### CHALLENGES
[a] Answer these from the appeal judgment excerpt, one line each:
(i) Which act, with its year and number, does it cite?
(ii) Which grounds of appeal does it dismiss?
(iii) Under Ground F, what did the Court of Appeal refuse to do?
[b] Write what comes next in the appeal judgment excerpt, picking up after its final sentence about Ground F.

#### PAGE EXCERPT ####

On the strength of the above cases and the combined effect of sections 109 and 110 (1) and (2) of the Criminal and other offences Procedure Act, 1960, Act 30, it is clear that even though the charge sheet is bad for duplicity and was not drafted in the best of terms, the provisions of section 110 (2) operate to nullify the type of submission learned counsel for appellant intends since no substantial miscarriage of justice has resulted thereby and most importantly, the objection to the charge sheet was not taken timeously. I will therefore dismiss grounds (a) and (c) of the appeal.

Ground F

The Court of Appeal erred when it refused to follow a precedent from the Supreme Court.

#### DATASET ROWS ####

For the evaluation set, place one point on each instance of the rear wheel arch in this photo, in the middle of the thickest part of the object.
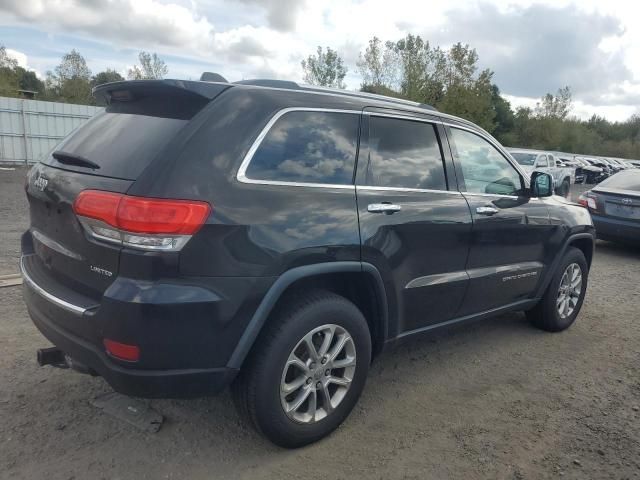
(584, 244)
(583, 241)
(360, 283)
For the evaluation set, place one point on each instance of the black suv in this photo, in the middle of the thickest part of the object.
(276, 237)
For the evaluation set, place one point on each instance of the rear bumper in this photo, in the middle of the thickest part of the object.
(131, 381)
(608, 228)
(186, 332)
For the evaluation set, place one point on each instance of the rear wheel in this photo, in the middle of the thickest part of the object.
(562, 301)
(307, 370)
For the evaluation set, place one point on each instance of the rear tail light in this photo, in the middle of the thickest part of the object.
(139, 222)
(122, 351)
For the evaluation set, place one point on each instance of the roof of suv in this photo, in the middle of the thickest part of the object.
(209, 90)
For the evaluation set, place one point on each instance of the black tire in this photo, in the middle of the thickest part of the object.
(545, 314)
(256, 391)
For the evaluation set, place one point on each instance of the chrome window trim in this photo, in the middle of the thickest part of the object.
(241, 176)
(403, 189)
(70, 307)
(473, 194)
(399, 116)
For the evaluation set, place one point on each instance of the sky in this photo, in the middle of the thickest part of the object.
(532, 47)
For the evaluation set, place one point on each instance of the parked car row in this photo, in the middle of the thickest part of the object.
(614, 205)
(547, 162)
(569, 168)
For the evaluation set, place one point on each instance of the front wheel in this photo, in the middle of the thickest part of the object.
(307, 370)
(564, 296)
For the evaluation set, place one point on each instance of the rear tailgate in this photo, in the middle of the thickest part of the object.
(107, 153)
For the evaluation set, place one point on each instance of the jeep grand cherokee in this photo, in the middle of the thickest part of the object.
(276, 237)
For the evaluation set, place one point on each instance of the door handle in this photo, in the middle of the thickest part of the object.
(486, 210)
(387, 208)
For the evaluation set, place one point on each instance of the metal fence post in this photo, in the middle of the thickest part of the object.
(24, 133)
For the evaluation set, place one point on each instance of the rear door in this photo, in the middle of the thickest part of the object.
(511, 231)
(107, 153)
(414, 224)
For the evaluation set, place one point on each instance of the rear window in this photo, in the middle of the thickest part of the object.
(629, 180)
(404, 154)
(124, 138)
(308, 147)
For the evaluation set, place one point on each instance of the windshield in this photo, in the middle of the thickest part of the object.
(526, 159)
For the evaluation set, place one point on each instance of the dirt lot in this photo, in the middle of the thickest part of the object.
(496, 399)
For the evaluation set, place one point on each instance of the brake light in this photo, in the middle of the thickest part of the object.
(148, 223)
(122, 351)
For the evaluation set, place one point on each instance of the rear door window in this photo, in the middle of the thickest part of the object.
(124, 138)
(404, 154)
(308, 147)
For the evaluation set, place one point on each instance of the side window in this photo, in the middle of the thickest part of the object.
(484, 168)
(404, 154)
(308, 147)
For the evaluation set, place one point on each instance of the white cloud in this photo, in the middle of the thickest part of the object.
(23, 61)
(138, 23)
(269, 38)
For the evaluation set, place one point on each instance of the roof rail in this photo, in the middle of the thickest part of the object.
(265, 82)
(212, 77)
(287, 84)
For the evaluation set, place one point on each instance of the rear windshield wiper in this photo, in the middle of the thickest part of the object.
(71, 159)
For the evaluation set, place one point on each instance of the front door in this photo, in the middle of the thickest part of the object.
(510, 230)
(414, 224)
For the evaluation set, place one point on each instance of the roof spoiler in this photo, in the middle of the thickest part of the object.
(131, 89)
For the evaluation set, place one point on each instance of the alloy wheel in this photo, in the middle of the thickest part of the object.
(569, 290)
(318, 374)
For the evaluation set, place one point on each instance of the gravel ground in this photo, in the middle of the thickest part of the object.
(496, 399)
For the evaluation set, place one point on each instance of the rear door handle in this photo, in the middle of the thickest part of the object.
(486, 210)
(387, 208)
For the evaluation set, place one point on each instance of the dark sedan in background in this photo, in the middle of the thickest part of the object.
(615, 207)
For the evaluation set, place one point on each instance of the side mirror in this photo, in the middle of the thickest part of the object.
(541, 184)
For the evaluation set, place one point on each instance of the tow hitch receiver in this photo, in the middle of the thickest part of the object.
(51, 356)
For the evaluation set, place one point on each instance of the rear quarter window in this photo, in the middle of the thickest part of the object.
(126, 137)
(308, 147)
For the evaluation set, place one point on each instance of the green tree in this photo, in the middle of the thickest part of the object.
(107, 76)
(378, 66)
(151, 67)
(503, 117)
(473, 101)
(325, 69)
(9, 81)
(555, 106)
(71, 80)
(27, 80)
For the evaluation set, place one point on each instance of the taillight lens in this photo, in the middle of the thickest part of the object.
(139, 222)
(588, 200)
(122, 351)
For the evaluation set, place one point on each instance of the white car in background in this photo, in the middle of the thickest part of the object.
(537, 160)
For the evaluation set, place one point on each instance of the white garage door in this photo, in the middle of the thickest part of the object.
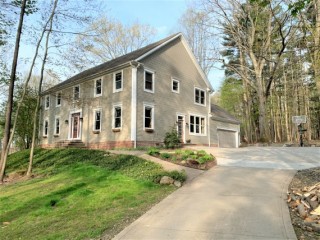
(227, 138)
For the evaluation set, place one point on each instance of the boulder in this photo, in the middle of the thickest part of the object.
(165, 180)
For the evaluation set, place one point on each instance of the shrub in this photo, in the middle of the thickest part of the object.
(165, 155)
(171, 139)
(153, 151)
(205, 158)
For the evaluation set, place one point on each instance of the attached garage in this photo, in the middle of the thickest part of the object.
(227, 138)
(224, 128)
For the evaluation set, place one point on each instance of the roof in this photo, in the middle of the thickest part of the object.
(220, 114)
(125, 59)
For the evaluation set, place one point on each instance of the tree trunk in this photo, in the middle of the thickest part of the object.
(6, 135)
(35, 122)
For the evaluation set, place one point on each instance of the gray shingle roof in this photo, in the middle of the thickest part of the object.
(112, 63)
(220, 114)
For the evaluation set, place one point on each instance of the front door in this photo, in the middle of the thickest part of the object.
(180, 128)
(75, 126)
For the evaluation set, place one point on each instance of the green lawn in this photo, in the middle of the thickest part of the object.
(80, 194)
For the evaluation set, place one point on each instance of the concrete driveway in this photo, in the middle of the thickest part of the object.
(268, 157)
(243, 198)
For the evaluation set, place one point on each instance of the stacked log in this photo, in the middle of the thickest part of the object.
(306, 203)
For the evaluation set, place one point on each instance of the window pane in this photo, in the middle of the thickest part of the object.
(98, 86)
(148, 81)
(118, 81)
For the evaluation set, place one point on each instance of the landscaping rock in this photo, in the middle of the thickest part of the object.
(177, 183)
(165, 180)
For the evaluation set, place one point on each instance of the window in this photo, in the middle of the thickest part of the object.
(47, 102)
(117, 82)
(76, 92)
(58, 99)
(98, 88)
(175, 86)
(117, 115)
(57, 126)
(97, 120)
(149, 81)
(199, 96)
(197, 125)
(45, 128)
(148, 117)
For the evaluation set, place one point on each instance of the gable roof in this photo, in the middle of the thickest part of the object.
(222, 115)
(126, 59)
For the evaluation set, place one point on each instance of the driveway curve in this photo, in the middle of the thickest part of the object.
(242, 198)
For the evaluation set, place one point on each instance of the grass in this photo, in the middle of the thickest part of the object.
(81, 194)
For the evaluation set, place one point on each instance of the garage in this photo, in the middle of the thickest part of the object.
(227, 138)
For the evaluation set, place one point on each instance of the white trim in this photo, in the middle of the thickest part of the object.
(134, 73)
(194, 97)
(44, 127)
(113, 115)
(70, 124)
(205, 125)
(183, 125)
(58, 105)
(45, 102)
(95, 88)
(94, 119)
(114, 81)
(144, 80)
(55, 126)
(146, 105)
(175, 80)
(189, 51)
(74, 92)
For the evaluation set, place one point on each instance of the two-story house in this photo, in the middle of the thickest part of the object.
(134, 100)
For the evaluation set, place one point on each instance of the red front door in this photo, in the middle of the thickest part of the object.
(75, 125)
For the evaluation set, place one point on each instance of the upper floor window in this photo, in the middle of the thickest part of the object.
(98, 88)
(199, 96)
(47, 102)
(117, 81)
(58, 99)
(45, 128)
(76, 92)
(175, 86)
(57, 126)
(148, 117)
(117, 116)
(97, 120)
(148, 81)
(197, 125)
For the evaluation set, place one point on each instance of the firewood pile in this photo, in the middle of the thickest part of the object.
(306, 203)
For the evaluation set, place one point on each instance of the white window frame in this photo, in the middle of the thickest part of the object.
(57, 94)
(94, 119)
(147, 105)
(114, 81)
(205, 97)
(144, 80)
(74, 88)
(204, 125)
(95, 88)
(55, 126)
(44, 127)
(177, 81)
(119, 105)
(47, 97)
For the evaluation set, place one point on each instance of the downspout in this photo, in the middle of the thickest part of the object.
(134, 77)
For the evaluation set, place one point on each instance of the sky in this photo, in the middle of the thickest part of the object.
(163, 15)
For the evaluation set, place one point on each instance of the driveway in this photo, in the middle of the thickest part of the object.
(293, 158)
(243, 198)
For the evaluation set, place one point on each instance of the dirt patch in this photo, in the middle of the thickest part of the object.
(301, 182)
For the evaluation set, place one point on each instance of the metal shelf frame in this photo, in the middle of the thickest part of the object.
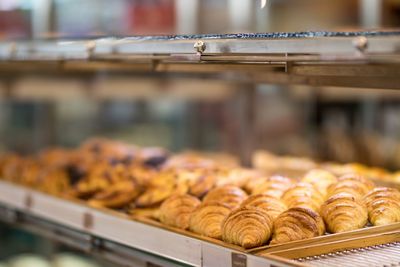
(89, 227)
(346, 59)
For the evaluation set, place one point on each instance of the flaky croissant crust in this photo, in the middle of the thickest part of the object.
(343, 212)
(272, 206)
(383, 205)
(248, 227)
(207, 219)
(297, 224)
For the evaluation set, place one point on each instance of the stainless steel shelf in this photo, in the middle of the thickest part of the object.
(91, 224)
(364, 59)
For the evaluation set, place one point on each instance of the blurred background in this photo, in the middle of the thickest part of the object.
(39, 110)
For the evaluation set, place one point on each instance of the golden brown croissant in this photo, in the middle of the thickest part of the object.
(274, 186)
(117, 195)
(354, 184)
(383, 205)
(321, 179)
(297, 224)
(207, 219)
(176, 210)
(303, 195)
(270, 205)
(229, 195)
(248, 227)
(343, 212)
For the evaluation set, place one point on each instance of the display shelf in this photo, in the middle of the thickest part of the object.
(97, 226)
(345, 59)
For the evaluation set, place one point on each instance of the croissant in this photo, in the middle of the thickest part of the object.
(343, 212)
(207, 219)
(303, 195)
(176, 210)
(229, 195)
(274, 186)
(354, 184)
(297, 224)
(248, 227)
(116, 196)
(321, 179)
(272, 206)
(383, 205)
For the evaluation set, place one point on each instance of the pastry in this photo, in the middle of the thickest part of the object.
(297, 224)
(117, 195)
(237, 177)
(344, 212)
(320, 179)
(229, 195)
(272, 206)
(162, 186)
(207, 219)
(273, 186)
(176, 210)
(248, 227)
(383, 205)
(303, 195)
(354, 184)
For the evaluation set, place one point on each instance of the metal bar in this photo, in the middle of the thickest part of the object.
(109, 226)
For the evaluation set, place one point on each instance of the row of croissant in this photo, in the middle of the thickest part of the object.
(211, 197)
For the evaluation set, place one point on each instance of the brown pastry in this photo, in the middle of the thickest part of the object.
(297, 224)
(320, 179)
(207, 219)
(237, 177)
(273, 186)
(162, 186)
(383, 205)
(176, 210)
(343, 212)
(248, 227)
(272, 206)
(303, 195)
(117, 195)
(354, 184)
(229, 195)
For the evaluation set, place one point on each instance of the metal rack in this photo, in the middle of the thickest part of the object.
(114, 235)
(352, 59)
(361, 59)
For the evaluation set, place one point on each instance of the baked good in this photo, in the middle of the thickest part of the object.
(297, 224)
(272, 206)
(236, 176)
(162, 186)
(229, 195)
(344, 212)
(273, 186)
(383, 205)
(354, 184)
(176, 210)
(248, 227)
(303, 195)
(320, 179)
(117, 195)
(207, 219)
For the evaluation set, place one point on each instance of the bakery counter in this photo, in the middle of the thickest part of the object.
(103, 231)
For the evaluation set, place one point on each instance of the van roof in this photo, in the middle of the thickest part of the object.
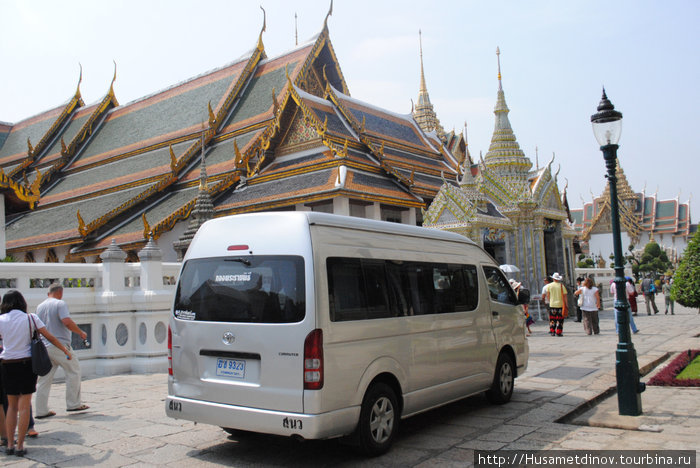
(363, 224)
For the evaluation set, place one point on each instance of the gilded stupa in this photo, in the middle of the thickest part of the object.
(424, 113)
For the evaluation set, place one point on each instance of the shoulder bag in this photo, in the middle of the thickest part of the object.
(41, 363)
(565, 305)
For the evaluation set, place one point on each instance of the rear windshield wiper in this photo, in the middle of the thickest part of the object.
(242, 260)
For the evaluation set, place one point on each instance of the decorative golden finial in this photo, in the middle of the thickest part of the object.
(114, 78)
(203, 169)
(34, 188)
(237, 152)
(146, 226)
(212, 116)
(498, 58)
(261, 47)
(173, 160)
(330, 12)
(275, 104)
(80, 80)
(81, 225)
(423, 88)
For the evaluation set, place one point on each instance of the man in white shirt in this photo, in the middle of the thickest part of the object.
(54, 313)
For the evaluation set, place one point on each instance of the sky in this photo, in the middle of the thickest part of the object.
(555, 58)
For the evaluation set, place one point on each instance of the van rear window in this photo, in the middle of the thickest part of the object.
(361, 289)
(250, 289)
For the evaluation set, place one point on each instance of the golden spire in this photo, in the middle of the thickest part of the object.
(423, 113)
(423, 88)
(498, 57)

####

### ANSWER SET
[a]
(i) The Criminal and other offences Procedure Act, 1960, Act 30.
(ii) Grounds (a) and (c).
(iii) It refused to follow a precedent from the Supreme Court.

[b]
That the Court of Appeal is bound by decisions of the Supreme Court is well established. See articles 129 (1) and (2) of the Constitution 1992. According to Counsel for the appellant the Supreme court in the case of Bonsu alias Benjilo v The Republic, SC GLR 112 listed the essential ingredients of the offence of possession of narcotic drugs. Specifically, counsel for the appellant quoted my respected brother Atuguba JSC as follows:

“From the foregoing, I hold that on a charge of possessing of narcotic drug under PNDCL 236 the prosecution must prove: (i) custody or control of the drug by the accused; (ii) knowledge of the presence of the drug;…and (iii) knowledge of the nature and quality of drug possessed. I hasten to say that proof of any of these ingredients may be actual or constructive…”emphasis supplied.

Counsel for the appellant argued that the respondent failed to state the nature and quality of the narcotic drug the appellant was accused of, and this omission, by reason of the decision in Benjilo is fatal as to render the conviction and sentencing a nullity which has to be quashed.

Admittedly, PNDCL 236 does not speak of cocaine, but drugs, as the Court of Appeal found.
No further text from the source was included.